==== Input rows ====
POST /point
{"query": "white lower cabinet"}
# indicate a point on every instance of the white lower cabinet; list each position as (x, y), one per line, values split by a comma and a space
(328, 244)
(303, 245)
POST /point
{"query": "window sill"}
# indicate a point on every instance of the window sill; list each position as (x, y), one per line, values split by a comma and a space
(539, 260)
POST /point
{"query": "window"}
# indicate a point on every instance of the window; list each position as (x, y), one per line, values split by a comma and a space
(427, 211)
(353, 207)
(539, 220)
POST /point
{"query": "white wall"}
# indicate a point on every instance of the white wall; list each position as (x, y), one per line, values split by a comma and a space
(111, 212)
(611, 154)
====
### Goal
Please echo all of the entries above, line for line, with nothing changed.

### Final result
POST /point
{"query": "white lower cabinet"}
# indicate a point on every instance of the white lower cabinet; list each position as (x, y), one per line, values split by a comma and a space
(328, 244)
(303, 245)
POST /point
{"query": "window sill"}
# indicate a point on every instance of the window sill; list each position as (x, y), one per line, values split by a comma and a space
(539, 260)
POST /point
{"query": "window"}
# indicate a point on every instance of the window; list each position as (x, y), one per line, values split by a comma and a space
(427, 211)
(353, 207)
(539, 220)
POST /point
{"query": "white wall"}
# indicate a point on every instance of the white wall; list each position as (x, y), one per line, values split by a comma and a space
(111, 212)
(611, 154)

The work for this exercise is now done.